Now she is throwing down a challenge to Yukon politicians — specifically to the territory's member of parliament, Larry Bagnell — to spend a day in wheelchair, blindfolded or with earmuffs on, to see what it's like getting around the Yukon.

Von Flotow can now spread her message wider thanks to a special camera and a tablet.

It's called eye gaze technology. The camera tracks von Flotow's eye movements so her eyes act like a mouse on the tablet.  

At school, she can write emails and surf the web. 

While at home, von Flotow can look up music videos for her favourite musicians, The Beatles and Elton John, and listen to music on Spotify. 

And just like any other teenager, she can take selfies.

Eva von Flotow takes a selfie with CBC's Jane Sponagle and Wayne Vallevand. Von Flotow can take selfies using the eye gaze technology. (Submitted by Eva von Flotow)

"It gives me a sense of pride to have one bit of independence because I can't use any other parts except my mouth," said von Flotow.

More independence for everyone

Von Flotow is sitting in what her mother, Lynne von Flotow, describes as her comfy chair: a tall-backed padded chair in her bedroom. 

The room looks like a lot of teenage girls' bedrooms. Its purple walls are covered with memorabilia and display von Flotow's passions. An Anne of Green Gables doll sits on the top shelf of a bookcase lined with Anne of Green Gables and Road to Avonlea DVDs. 

The eye gaze gives von Flotow's mom some independence too. 

"When I set it up on a weekend, she'll say, 'and shut the door on your way out,'" said Lynne.

"I keep checking on her and she'll spend hours in here alone and love it. I hear music and laughing coming from the room. It's just really nice. 

"It's a real teenage thing to do on her own that she's never been able to do."

How it works 

Here's how the eye gaze technology works: a tablet is set up on an arm that extends around von Flotow's wheelchair and sits about two feet from her face. Below the tablet is the camera. It's a long, narrow black bar that tracks her eye movements.

The camera is programmed to tell if von Flotow is left or right clicking, said Melissa Croskery, a student support services occupational therapist.

PROVIDED DATA –
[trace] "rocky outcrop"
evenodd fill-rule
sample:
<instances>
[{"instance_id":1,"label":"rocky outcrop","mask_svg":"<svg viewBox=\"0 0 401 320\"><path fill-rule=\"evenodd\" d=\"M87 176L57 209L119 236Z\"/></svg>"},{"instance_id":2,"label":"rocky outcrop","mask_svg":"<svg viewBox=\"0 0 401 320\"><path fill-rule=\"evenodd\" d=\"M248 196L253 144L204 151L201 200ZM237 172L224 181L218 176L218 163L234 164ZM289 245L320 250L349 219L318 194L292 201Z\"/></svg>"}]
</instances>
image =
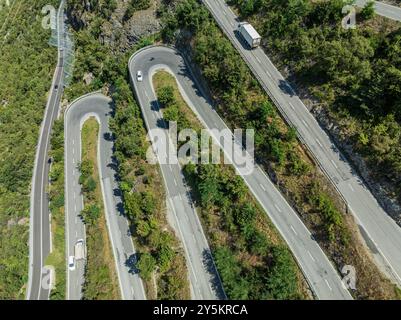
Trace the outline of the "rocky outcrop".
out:
<instances>
[{"instance_id":1,"label":"rocky outcrop","mask_svg":"<svg viewBox=\"0 0 401 320\"><path fill-rule=\"evenodd\" d=\"M312 113L320 125L330 134L336 145L351 160L380 205L401 226L401 205L397 199L390 195L393 187L385 181L377 181L372 177L365 159L354 150L351 141L342 137L340 126L324 108L315 107Z\"/></svg>"}]
</instances>

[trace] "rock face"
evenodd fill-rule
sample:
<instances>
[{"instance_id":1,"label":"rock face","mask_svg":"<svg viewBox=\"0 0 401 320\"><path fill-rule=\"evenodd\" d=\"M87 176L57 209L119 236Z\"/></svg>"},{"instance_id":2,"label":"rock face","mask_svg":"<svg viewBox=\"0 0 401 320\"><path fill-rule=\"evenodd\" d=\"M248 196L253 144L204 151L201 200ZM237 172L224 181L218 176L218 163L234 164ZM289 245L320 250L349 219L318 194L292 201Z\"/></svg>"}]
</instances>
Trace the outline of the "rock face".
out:
<instances>
[{"instance_id":1,"label":"rock face","mask_svg":"<svg viewBox=\"0 0 401 320\"><path fill-rule=\"evenodd\" d=\"M330 133L336 145L345 152L347 157L352 161L380 205L390 214L397 224L401 226L401 205L395 198L390 196L391 186L383 181L375 181L372 178L365 160L353 149L350 141L342 138L339 126L336 124L335 120L330 117L328 112L319 107L314 108L312 113L315 115L320 125Z\"/></svg>"},{"instance_id":2,"label":"rock face","mask_svg":"<svg viewBox=\"0 0 401 320\"><path fill-rule=\"evenodd\" d=\"M141 38L153 35L161 30L161 23L157 17L156 10L161 0L151 1L149 9L134 12L133 16L124 21L124 14L129 1L117 0L117 9L110 19L100 27L99 40L113 47L117 52L125 52L135 45ZM68 12L69 24L73 29L78 30L88 25L94 13L90 6L84 10L73 10Z\"/></svg>"}]
</instances>

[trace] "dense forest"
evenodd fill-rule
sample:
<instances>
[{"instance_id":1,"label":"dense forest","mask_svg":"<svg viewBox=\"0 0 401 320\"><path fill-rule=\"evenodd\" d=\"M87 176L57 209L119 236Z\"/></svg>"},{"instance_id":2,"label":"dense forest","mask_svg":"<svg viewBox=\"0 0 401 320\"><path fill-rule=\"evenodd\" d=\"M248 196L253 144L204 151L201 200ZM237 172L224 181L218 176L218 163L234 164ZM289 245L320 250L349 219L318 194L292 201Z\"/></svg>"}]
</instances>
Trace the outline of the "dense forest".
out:
<instances>
[{"instance_id":1,"label":"dense forest","mask_svg":"<svg viewBox=\"0 0 401 320\"><path fill-rule=\"evenodd\" d=\"M342 0L228 2L401 200L401 24L362 9L356 28L345 30Z\"/></svg>"},{"instance_id":2,"label":"dense forest","mask_svg":"<svg viewBox=\"0 0 401 320\"><path fill-rule=\"evenodd\" d=\"M288 3L292 2L297 1ZM176 44L199 68L226 123L231 128L255 129L256 158L337 269L346 264L356 268L359 278L354 296L394 298L394 286L369 257L336 191L279 117L207 9L197 0L176 0L162 7L160 14L164 41Z\"/></svg>"},{"instance_id":3,"label":"dense forest","mask_svg":"<svg viewBox=\"0 0 401 320\"><path fill-rule=\"evenodd\" d=\"M25 297L30 183L57 64L41 9L56 3L10 1L0 10L0 299Z\"/></svg>"}]
</instances>

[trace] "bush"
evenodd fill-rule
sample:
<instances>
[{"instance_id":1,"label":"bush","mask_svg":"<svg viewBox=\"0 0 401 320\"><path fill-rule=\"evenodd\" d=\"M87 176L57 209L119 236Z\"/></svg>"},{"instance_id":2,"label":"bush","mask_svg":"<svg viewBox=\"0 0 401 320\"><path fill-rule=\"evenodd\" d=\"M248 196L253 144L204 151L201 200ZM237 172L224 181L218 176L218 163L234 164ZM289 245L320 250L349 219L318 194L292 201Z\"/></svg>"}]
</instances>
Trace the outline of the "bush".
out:
<instances>
[{"instance_id":1,"label":"bush","mask_svg":"<svg viewBox=\"0 0 401 320\"><path fill-rule=\"evenodd\" d=\"M152 273L156 269L156 260L149 253L142 253L137 263L139 274L145 280L150 280Z\"/></svg>"}]
</instances>

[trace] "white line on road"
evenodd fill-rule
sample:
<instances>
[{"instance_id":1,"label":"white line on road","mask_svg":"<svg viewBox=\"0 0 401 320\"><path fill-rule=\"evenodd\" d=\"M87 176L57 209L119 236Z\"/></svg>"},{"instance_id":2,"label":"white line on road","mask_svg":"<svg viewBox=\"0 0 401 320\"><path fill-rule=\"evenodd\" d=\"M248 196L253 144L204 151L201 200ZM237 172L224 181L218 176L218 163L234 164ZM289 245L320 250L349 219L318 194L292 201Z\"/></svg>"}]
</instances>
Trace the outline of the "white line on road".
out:
<instances>
[{"instance_id":1,"label":"white line on road","mask_svg":"<svg viewBox=\"0 0 401 320\"><path fill-rule=\"evenodd\" d=\"M278 212L282 212L280 207L277 204L274 204L274 206L276 207L276 209L278 210Z\"/></svg>"}]
</instances>

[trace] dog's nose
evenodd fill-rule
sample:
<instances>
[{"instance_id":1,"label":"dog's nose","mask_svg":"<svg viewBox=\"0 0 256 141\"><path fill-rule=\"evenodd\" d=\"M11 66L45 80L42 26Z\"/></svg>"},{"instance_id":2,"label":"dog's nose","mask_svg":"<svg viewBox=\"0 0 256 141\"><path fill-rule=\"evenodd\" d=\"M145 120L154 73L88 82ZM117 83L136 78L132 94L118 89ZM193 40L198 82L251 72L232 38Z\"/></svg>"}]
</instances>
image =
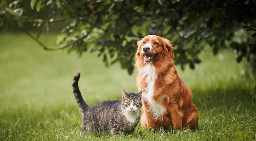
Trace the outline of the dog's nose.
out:
<instances>
[{"instance_id":1,"label":"dog's nose","mask_svg":"<svg viewBox=\"0 0 256 141\"><path fill-rule=\"evenodd\" d=\"M143 51L144 52L147 52L150 50L149 48L147 47L143 47Z\"/></svg>"}]
</instances>

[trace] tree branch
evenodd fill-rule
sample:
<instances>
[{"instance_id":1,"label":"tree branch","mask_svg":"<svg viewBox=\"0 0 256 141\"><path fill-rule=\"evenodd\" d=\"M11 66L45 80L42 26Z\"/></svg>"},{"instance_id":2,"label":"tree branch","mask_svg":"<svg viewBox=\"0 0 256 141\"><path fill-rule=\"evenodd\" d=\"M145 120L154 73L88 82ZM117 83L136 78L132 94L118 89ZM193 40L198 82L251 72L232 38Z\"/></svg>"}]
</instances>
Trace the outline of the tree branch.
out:
<instances>
[{"instance_id":1,"label":"tree branch","mask_svg":"<svg viewBox=\"0 0 256 141\"><path fill-rule=\"evenodd\" d=\"M60 19L56 19L55 20L53 20L52 21L50 21L50 20L44 20L42 19L38 19L37 20L25 20L25 19L15 19L15 18L8 18L7 17L5 17L6 18L9 18L9 19L10 19L11 20L14 21L22 21L23 22L27 22L27 23L54 23L54 22L60 22L63 21L65 21L69 19L70 18L69 17L68 17L62 18L60 18Z\"/></svg>"},{"instance_id":2,"label":"tree branch","mask_svg":"<svg viewBox=\"0 0 256 141\"><path fill-rule=\"evenodd\" d=\"M253 30L256 30L256 28L255 28L255 27L252 27L252 26L251 26L251 24L250 24L250 23L247 23L247 24L246 24L245 23L245 24L244 24L244 26L245 26L245 27L248 27L249 28L250 28L252 29Z\"/></svg>"},{"instance_id":3,"label":"tree branch","mask_svg":"<svg viewBox=\"0 0 256 141\"><path fill-rule=\"evenodd\" d=\"M81 40L83 40L83 39L84 39L85 38L86 38L87 37L87 36L88 36L89 34L93 31L93 30L94 28L94 27L95 27L95 25L96 25L96 24L97 23L97 21L98 21L98 18L96 20L96 21L95 21L95 22L94 24L92 26L90 30L87 33L87 34L86 35L85 35L83 36L82 37L80 38L77 39L77 40L74 41L69 43L68 44L62 46L60 47L56 47L56 48L48 48L41 41L39 40L38 39L35 38L35 37L34 37L32 34L30 34L29 32L28 32L28 31L26 31L26 30L24 29L24 28L18 27L18 26L18 26L18 27L22 31L24 32L25 33L26 33L28 36L29 36L30 38L32 38L33 40L34 40L36 41L39 44L40 46L41 46L45 50L51 50L51 51L53 51L53 50L60 50L64 48L65 48L68 47L69 47L71 45L74 44L75 43Z\"/></svg>"}]
</instances>

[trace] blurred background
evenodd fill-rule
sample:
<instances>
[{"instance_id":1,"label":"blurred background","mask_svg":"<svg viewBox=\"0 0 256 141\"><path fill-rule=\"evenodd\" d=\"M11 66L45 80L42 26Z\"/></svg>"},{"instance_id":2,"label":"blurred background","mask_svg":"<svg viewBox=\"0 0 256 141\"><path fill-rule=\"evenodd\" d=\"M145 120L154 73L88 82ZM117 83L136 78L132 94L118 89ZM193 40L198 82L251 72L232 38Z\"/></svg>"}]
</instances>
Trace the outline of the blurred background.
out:
<instances>
[{"instance_id":1,"label":"blurred background","mask_svg":"<svg viewBox=\"0 0 256 141\"><path fill-rule=\"evenodd\" d=\"M232 119L224 109L237 114L242 104L240 113L245 116L237 120L247 122L238 130L249 126L252 135L256 4L217 0L2 0L2 139L51 140L56 137L53 131L61 130L77 135L82 118L71 87L75 73L81 72L80 90L90 106L121 99L123 88L137 91L136 42L151 34L171 41L178 74L194 94L202 132L213 126L206 119L216 116L224 121L223 114ZM18 129L12 132L15 123ZM227 125L236 126L232 123ZM236 131L231 128L232 140Z\"/></svg>"}]
</instances>

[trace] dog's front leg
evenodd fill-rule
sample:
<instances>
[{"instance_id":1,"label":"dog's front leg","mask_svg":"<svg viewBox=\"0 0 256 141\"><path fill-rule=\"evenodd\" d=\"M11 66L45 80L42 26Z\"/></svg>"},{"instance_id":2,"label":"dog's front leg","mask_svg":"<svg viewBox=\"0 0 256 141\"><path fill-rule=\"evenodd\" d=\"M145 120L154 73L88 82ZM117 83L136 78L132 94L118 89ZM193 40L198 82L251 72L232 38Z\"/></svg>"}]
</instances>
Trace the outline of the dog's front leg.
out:
<instances>
[{"instance_id":1,"label":"dog's front leg","mask_svg":"<svg viewBox=\"0 0 256 141\"><path fill-rule=\"evenodd\" d=\"M179 109L178 105L176 104L172 104L169 110L173 129L175 130L180 130L184 117L184 111Z\"/></svg>"}]
</instances>

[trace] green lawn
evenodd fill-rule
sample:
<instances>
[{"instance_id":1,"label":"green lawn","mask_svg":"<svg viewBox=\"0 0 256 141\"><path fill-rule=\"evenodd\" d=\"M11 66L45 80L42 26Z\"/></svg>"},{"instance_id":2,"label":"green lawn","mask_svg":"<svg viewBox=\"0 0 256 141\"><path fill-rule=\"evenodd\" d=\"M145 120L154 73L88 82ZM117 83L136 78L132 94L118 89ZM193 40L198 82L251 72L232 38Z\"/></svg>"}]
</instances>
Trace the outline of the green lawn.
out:
<instances>
[{"instance_id":1,"label":"green lawn","mask_svg":"<svg viewBox=\"0 0 256 141\"><path fill-rule=\"evenodd\" d=\"M43 35L41 39L53 47L56 35ZM72 79L81 71L80 90L93 105L120 99L122 88L137 91L137 70L129 75L118 63L107 68L96 53L79 58L66 50L44 51L20 33L0 33L0 140L255 140L256 99L251 88L255 82L246 62L238 64L230 51L222 51L218 57L207 48L194 70L177 66L199 111L197 130L153 133L138 125L125 138L80 134L82 117Z\"/></svg>"}]
</instances>

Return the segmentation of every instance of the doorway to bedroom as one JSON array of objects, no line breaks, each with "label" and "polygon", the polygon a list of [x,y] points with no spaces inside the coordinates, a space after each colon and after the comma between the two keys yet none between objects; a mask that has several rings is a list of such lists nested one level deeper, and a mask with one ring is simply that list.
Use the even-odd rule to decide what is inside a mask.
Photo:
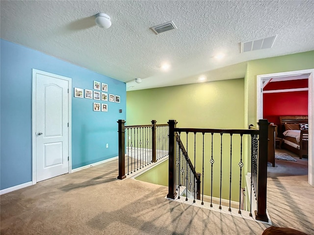
[{"label": "doorway to bedroom", "polygon": [[[275,139],[275,152],[277,159],[275,160],[275,167],[268,167],[269,176],[301,176],[296,178],[295,180],[301,180],[301,178],[302,181],[307,179],[308,183],[313,185],[314,137],[312,136],[313,127],[311,126],[311,123],[314,122],[314,117],[312,115],[313,110],[311,109],[313,109],[313,104],[311,105],[311,104],[313,104],[314,101],[313,92],[314,88],[314,70],[307,70],[257,76],[258,119],[262,118],[268,119],[275,126],[274,129],[277,133],[276,137],[277,138]],[[288,117],[291,117],[292,120],[291,121],[293,122],[295,122],[293,118],[304,118],[305,123],[302,124],[308,123],[309,126],[312,130],[312,131],[310,130],[306,131],[310,136],[307,136],[308,141],[307,140],[306,143],[308,146],[305,147],[304,146],[303,148],[306,148],[308,155],[306,157],[303,156],[302,159],[299,158],[300,151],[297,149],[300,144],[299,146],[297,144],[290,144],[286,141],[281,140],[283,132],[285,130],[283,127],[284,127],[286,121],[281,120],[280,117],[286,118]],[[297,121],[299,123],[299,131],[292,131],[291,132],[303,131],[299,130],[300,123],[303,121]],[[288,146],[287,143],[290,146]],[[282,147],[282,149],[281,149]]]}]

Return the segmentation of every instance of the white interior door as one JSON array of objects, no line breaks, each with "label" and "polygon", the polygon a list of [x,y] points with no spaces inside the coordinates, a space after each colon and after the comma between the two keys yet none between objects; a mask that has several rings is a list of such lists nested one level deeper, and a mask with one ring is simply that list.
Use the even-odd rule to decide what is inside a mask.
[{"label": "white interior door", "polygon": [[38,182],[69,172],[70,80],[35,70],[33,71],[34,79],[36,97],[33,99],[34,102],[35,98],[36,104],[35,107],[33,104],[33,109],[35,109],[36,122],[33,123],[35,125],[33,134],[36,163],[33,166],[36,168]]}]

CHECK YOUR UNDERSTANDING –
[1] Rewrite the paragraph of the eye gaze article beginning "Here's how the eye gaze technology works" in fewer words, keeping its main facts.
[2] Reproduce the eye gaze article from "It's called eye" to "can take selfies.", switching "Spotify" to "Apple Music".
The records are separate material and have no connection to the eye gaze article.

ANSWERS –
[1] A tablet is mounted on an arm that reaches around von Flotow's wheelchair and sits about two feet from her face. Below it, a long, narrow black bar camera tracks her eye movements.

[2]
It's called eye gaze technology. The camera tracks von Flotow's eye movements so her eyes act like a mouse on the tablet.  

At school, she can write emails and surf the web. 

While at home, von Flotow can look up music videos for her favourite musicians, The Beatles and Elton John, and listen to music on Apple Music. 

And just like any other teenager, she can take selfies.